Work required
Reproduce the data below word for word, keeping every line in its original order.

Entries drawn from a collection
************
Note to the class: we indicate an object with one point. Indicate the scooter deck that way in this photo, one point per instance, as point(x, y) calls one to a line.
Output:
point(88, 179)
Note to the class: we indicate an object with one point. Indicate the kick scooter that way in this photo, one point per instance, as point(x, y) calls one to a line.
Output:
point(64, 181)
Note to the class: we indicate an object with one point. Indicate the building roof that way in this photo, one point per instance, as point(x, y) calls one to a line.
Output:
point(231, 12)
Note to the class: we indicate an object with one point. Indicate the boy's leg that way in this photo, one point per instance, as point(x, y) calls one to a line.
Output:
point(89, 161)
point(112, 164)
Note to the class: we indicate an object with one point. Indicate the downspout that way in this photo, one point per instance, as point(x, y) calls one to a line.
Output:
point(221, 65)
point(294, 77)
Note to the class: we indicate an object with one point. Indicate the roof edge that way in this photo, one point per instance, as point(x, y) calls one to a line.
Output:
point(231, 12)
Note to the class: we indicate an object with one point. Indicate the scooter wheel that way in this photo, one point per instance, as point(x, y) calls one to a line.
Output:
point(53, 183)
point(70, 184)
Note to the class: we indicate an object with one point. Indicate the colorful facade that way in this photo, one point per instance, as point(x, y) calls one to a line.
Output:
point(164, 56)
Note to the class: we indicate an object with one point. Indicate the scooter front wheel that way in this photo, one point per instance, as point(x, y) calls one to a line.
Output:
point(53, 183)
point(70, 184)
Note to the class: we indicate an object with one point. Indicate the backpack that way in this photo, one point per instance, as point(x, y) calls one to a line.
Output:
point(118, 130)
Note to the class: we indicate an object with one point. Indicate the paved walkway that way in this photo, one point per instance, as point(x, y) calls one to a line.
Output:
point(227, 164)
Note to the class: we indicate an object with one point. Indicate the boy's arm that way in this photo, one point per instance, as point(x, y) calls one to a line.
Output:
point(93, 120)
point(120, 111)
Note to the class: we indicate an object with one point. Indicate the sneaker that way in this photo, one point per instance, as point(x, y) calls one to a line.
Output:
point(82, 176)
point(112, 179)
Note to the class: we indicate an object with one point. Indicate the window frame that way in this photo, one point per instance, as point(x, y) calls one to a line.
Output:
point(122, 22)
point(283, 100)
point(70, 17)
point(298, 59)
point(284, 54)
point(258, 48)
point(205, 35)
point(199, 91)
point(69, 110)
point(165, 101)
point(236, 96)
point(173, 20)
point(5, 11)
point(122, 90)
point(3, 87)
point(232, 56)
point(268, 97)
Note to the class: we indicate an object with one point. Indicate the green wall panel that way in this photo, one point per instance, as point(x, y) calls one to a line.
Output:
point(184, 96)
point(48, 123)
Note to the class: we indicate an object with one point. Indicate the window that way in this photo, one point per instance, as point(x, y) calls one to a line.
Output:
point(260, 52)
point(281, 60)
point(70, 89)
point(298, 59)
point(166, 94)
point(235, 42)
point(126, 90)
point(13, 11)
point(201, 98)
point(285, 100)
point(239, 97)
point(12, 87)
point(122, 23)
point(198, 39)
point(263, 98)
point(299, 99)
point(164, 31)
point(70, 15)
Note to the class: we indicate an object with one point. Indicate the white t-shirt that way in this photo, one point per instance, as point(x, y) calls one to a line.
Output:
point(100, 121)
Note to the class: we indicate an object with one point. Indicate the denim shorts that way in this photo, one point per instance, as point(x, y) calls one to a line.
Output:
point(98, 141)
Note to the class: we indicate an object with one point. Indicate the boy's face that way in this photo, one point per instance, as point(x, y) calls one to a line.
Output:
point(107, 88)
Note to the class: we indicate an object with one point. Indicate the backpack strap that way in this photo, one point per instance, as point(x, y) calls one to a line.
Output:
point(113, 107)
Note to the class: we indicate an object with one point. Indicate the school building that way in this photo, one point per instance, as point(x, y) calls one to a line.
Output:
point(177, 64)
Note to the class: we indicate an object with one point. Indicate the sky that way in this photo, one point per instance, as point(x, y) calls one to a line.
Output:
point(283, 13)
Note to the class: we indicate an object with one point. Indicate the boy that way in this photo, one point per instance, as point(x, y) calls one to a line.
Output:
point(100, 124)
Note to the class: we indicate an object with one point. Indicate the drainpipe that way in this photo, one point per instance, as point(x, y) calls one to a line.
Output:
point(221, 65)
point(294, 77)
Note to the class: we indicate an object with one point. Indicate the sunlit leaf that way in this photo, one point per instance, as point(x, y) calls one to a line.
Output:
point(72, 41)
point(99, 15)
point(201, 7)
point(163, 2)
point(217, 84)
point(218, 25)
************
The reply
Note to the class: we indicate an object with one point. Indicate the scooter deck that way in this photo, one point per instance, as point(x, y) calls one to a line.
Output:
point(88, 179)
Note to the class: we indicate an object with one point. Indicate the kick scooter that way in this photo, one point per instance, as point(x, y) calls one to a line.
Output:
point(64, 181)
Note to the class: we indicate an object with one point. Indicate the building roof that way in this photo, one point per instance, as point(x, y) calls one to a line.
Output:
point(231, 12)
Note to the class: we indicate an object with one point. Indicate the boy's leg that way in this photo, one point per instance, as point(x, y) calls one to a line.
Output:
point(89, 161)
point(112, 164)
Note to the class: we indicate an object with one point. Indicate the downspout that way in this photo, one point per instance, as point(x, y) calls one to a line.
Output:
point(221, 65)
point(294, 77)
Note to the class: we indicate an object with one point. Indicate the roof edge that way in this photo, one point per instance, as point(x, y) calls one to a line.
Output:
point(231, 12)
Note to the class: we indicate an object with one point. Indicate the scooter wheel that way in this photo, one point per instance, as point(x, y) calls one to a line.
Output:
point(53, 183)
point(70, 184)
Note to the class: we indicate an object with one point. Indicate the colorful facade that way in this photo, one point per instance, as point(x, y) calls one to a line.
Output:
point(164, 56)
Note to the class: we indicate an object with one point. Indicate the scooter front wheel that way in this photo, one point per instance, as point(x, y) calls one to a line.
Output:
point(53, 183)
point(70, 184)
Note to the class: we indicate an object with one point. Indicate the backpack that way in this photo, one point per instance, as point(x, y) calls one to a line.
Output:
point(118, 130)
Note to the class: we indicate an object with one point. Indicate the paved walkway that way in this photo, one point per instance, as point(x, y) calls one to a line.
Output:
point(227, 164)
Note to the class: we indicate an object with one point. Indicate the boy's arm that way in this photo, one point per instance, as point(x, y) calls one to a line.
Output:
point(93, 120)
point(120, 111)
Note to the class: we indicate an object with one point. Indicate the sneaker that way in this photo, one point per instance, as point(x, y) calls one to a line.
Output:
point(82, 176)
point(112, 179)
Note to the class: we indicate an object with one point. Indicate the window frame that way in this photo, one point per instance, as point(x, y) calls one to a line.
Output:
point(122, 22)
point(283, 100)
point(70, 17)
point(298, 59)
point(284, 54)
point(258, 48)
point(205, 35)
point(199, 91)
point(69, 110)
point(165, 101)
point(236, 96)
point(173, 20)
point(5, 11)
point(122, 90)
point(3, 87)
point(232, 56)
point(268, 97)
Note to the class: we indicate an object with one point. Indicate the green wall panel that way in this photo, one point per instance, as point(x, y) calls one to a line.
Output:
point(184, 96)
point(48, 123)
Note to the class: we indicate an object with one point. Indicate the window that way in this photo, one point per instance, as point(x, y) calls one to a line.
Output:
point(260, 52)
point(281, 60)
point(70, 89)
point(298, 59)
point(166, 94)
point(235, 42)
point(126, 90)
point(13, 11)
point(201, 98)
point(285, 100)
point(239, 97)
point(12, 87)
point(122, 23)
point(198, 39)
point(263, 98)
point(299, 99)
point(164, 31)
point(70, 15)
Note to the class: we indicate an object with one point. Indicate the white t-shirt that way in this photo, one point per instance, as point(x, y) calls one to a line.
Output:
point(100, 121)
Note to the class: we indicate an object with one point. Indicate the denim shorts that way in this photo, one point per instance, as point(x, y) calls one to a line.
Output:
point(98, 141)
Note to the class: we indicate an object with one point. Indicate the boy's face that way in this photo, one point per instance, as point(x, y) calls one to a line.
Output:
point(107, 88)
Note to the class: we indicate an object with one point. Indicate the backpack strap that way in this photo, one point per instance, as point(x, y) calls one to a line.
Output:
point(113, 107)
Note to the class: we indicate an object with one point. Indicate the school building that way in this photo, one point per instance, as point(x, y) calls one to a line.
Output:
point(177, 64)
Note to the class: we indicate an object with one point. Indicate the sky that way in this photo, one point per instance, as point(x, y) calls one to a line.
Output:
point(283, 13)
Note to the class: we indicate an object with one point. Indicate the boy that way in this photo, one point per instance, as point(x, y) calls one to a line.
Output:
point(100, 124)
Note to the class: we indicate an object with one point. Indicate the drainpipe that way in this photo, one point per instance, as point(x, y) calls one to a line.
Output:
point(221, 65)
point(294, 77)
Note to the class: we indicate an object with one point. Indicate the sunlit leaf that way in this photo, one point per instance, as point(x, y) calls one to a line.
Output:
point(72, 41)
point(99, 15)
point(201, 7)
point(163, 2)
point(217, 84)
point(218, 25)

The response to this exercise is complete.